:: What the task requires ::
From the records, pick out and copy each line containing "found".

:: Task material ::
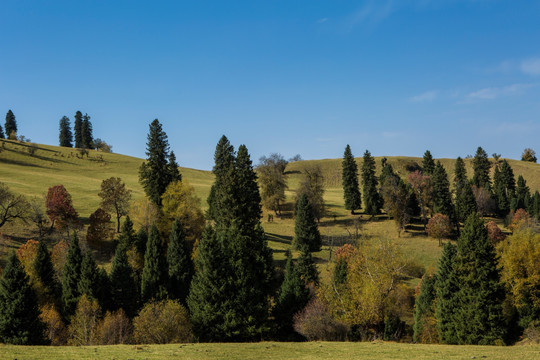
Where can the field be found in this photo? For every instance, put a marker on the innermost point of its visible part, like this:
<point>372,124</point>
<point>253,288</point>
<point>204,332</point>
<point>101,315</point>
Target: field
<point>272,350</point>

---

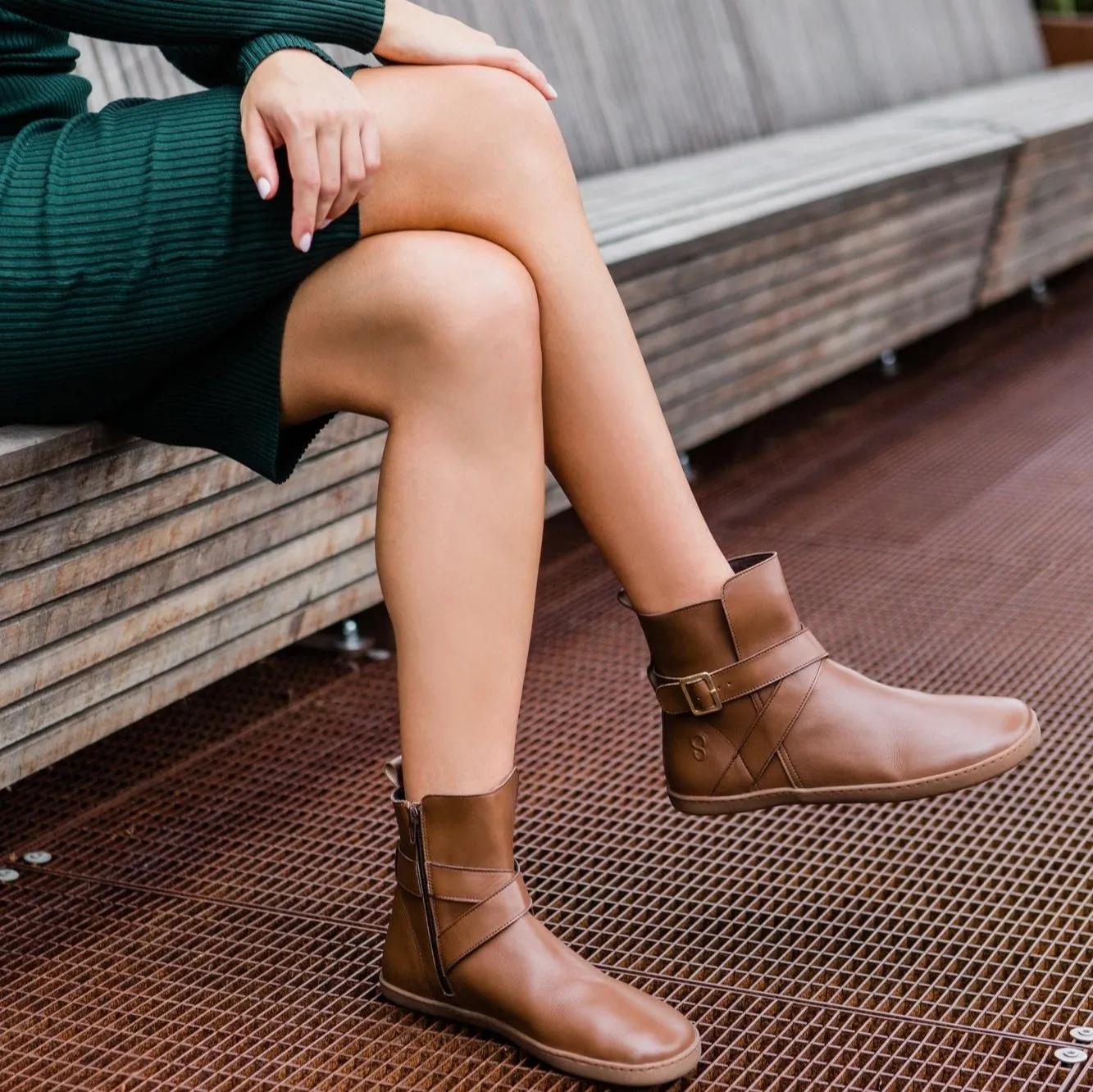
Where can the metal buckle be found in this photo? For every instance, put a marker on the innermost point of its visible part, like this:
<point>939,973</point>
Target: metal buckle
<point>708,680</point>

:: Answer section ::
Where can the field be found in this photo? For every instance, put a marker on the innermost point of its visible part, like this:
Where can the metal buckle be found in this photo? For every instance, put a marker on the innermost point of its visible part, like this:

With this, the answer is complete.